**Point-per-instance localization data**.
+ + + +

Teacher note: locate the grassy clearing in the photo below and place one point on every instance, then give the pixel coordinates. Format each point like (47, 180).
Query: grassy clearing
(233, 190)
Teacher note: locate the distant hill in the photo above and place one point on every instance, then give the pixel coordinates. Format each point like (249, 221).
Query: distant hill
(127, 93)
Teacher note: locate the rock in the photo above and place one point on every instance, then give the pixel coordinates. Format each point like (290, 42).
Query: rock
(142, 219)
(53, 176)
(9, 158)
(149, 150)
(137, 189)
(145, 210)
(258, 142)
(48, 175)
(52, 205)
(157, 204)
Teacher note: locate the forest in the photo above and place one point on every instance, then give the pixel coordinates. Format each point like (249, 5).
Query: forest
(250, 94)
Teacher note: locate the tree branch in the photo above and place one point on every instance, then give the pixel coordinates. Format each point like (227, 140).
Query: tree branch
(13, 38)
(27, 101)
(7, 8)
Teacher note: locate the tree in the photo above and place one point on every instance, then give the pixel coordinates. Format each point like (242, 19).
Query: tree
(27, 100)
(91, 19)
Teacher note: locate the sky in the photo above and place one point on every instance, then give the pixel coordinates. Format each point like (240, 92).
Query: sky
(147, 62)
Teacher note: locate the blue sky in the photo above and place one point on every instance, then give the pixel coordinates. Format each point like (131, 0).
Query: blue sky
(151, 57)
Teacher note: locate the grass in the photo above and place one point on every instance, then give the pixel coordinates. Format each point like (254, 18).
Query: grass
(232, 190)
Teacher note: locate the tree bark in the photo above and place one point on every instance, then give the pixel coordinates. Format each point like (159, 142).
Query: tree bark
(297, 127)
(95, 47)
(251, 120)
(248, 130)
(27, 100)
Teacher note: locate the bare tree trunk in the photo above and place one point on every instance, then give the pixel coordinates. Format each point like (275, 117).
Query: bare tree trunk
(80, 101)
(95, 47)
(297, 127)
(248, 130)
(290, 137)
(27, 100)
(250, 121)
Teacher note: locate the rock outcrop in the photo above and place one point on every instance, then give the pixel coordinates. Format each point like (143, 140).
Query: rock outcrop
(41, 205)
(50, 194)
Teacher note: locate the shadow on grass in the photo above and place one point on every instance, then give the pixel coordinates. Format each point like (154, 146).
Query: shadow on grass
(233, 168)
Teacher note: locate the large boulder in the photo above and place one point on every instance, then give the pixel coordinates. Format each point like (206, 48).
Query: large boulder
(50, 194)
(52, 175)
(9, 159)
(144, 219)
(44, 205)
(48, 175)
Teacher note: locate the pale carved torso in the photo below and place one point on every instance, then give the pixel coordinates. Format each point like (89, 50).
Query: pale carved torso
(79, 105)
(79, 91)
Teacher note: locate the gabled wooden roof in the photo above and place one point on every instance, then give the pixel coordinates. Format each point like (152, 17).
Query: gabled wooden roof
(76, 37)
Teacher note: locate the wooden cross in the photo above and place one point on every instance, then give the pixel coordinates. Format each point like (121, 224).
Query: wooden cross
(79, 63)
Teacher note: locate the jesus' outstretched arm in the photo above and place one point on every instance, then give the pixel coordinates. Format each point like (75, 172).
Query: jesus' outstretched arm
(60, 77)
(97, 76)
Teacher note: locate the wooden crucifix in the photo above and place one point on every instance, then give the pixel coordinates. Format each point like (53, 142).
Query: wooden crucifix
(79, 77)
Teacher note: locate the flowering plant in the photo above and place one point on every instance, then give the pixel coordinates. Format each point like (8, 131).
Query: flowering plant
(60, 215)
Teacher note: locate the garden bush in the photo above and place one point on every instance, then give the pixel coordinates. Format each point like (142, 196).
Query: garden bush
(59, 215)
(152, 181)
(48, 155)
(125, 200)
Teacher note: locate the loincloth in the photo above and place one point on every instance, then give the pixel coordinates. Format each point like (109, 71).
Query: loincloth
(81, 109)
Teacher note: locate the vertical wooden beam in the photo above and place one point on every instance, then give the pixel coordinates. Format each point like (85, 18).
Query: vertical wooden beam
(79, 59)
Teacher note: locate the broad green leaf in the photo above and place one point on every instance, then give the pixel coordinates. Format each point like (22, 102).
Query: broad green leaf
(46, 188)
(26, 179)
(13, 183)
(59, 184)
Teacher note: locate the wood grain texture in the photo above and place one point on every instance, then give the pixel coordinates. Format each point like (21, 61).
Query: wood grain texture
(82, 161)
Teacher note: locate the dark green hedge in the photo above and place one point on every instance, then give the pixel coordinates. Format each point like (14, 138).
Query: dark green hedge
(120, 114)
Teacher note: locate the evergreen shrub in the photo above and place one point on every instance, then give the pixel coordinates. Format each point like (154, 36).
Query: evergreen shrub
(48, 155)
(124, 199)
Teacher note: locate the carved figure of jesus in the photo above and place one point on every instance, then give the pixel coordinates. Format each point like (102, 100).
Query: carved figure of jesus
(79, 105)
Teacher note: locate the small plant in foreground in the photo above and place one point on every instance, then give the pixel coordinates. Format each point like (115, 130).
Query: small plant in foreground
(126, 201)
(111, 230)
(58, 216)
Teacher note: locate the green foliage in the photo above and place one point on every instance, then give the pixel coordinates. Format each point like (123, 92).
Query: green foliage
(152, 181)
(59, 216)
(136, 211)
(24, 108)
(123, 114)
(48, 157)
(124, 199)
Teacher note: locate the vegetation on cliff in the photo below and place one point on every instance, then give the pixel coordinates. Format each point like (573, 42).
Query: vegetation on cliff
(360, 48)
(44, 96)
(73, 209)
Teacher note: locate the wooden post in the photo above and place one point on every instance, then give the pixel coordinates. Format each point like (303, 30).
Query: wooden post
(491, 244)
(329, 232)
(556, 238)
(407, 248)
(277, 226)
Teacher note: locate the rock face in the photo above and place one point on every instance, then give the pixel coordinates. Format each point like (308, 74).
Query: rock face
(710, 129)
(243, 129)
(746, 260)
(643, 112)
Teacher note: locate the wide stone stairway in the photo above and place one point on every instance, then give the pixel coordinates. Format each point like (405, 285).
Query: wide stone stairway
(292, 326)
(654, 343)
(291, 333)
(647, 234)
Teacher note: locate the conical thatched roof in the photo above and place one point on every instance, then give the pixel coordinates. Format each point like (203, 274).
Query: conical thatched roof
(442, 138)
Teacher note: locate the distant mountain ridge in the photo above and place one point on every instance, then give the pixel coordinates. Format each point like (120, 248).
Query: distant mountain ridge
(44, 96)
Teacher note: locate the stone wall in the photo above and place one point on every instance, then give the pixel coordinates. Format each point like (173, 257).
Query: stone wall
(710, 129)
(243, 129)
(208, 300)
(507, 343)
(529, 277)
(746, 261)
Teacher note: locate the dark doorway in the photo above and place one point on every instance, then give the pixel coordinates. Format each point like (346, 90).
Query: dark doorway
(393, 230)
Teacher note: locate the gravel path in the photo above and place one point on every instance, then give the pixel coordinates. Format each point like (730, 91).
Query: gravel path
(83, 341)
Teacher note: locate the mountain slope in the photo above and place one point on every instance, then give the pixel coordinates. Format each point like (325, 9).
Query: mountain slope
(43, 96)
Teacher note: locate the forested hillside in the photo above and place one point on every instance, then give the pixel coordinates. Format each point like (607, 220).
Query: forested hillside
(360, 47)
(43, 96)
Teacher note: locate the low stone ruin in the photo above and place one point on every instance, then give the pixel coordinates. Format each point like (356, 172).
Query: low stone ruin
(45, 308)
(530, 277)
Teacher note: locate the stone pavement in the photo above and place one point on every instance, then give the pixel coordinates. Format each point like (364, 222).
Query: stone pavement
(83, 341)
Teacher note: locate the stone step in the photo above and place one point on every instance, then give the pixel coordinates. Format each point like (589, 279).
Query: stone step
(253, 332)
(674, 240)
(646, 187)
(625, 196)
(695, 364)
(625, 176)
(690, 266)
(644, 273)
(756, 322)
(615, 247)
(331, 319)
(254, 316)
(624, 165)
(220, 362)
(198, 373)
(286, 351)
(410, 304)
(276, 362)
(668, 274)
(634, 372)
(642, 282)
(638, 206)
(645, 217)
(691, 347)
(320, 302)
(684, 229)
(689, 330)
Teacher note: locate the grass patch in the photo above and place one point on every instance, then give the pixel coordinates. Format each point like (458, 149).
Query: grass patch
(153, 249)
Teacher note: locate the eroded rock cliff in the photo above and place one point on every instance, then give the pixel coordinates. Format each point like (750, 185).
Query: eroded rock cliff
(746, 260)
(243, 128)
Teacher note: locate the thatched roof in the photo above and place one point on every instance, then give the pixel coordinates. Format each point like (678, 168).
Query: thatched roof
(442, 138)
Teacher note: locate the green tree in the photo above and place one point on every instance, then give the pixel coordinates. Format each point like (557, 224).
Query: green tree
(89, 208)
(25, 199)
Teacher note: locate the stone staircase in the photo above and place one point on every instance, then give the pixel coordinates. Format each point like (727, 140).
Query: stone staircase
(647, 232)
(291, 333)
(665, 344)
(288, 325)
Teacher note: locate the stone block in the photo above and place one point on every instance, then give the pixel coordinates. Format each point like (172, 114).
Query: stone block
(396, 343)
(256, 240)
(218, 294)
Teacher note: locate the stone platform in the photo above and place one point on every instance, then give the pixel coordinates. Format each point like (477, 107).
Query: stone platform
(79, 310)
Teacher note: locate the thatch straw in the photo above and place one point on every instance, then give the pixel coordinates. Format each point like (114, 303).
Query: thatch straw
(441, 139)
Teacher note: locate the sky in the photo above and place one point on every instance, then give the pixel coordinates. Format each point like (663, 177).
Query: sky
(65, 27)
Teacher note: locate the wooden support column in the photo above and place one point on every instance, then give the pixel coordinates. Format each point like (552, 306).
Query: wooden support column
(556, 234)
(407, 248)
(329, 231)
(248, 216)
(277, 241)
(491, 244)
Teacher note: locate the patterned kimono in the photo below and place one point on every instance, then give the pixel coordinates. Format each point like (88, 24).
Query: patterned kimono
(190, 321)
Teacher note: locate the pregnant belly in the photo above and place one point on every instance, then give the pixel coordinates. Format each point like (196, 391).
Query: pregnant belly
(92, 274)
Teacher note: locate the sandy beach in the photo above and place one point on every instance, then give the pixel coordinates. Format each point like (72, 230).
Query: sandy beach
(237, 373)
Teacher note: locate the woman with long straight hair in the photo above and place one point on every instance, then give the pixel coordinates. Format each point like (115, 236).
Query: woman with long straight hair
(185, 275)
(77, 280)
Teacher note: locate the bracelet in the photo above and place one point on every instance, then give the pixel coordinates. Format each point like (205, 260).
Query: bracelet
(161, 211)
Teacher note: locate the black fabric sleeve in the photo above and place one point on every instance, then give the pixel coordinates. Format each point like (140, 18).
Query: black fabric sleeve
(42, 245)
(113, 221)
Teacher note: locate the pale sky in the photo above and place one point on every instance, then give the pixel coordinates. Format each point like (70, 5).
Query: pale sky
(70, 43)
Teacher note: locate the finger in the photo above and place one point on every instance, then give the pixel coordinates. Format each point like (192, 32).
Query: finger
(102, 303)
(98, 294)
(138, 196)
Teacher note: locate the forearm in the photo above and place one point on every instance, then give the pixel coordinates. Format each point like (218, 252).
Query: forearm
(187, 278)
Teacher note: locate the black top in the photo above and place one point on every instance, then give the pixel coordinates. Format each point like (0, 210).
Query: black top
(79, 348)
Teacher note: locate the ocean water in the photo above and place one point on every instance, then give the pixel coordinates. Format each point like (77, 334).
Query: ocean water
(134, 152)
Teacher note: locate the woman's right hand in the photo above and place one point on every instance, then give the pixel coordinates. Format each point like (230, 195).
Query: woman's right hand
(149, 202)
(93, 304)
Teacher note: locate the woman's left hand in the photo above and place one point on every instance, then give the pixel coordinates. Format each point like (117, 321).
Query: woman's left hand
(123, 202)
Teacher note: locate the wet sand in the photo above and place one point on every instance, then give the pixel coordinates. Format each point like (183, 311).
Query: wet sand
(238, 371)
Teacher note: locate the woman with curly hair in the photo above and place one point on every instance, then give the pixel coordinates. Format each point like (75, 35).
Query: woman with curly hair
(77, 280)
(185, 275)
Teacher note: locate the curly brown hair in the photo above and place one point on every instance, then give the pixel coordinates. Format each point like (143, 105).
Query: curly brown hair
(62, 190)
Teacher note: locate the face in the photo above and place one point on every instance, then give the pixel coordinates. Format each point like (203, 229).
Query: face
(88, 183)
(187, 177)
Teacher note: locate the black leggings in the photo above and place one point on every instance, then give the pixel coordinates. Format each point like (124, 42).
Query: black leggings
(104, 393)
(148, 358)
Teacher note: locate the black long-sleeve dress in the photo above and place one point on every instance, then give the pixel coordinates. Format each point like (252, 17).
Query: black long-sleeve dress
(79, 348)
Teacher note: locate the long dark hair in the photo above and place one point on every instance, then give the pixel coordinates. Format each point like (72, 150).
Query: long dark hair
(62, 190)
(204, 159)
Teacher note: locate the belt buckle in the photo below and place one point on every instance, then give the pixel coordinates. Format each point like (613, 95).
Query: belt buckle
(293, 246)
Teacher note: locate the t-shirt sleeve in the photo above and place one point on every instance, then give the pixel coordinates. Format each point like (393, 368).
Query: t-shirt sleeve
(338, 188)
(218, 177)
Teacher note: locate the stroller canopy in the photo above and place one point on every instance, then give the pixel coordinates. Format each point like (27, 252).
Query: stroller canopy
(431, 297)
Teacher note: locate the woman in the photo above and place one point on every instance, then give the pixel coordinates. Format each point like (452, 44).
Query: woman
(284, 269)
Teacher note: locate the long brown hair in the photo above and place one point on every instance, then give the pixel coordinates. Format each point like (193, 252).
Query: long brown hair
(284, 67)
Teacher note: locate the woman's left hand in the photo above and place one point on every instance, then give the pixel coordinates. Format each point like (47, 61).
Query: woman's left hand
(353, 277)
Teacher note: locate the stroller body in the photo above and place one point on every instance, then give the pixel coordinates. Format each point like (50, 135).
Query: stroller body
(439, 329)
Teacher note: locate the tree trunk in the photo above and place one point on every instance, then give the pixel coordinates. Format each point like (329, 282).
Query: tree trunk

+ + + +

**DIRECTIONS FOR THIS TASK**.
Copy out the entries above exactly as given, starting at the top and ending with the line containing "Teacher note: locate the rock in"; include both and nothing more.

**ANSWER TO THIS PROBLEM**.
Teacher note: locate the grassy clearing in the photo below and place one point on every instance, then give the pixel coordinates. Format each point like (47, 180).
Query: grassy clearing
(233, 190)
Teacher note: locate the distant hill in the photo above and place one point on every instance, then give the pixel coordinates. Format each point like (249, 221).
Query: distant hill
(127, 93)
Teacher note: locate the rock in the photo above and place one point on every instance, then give the pixel coordinates. Format each point like (290, 42).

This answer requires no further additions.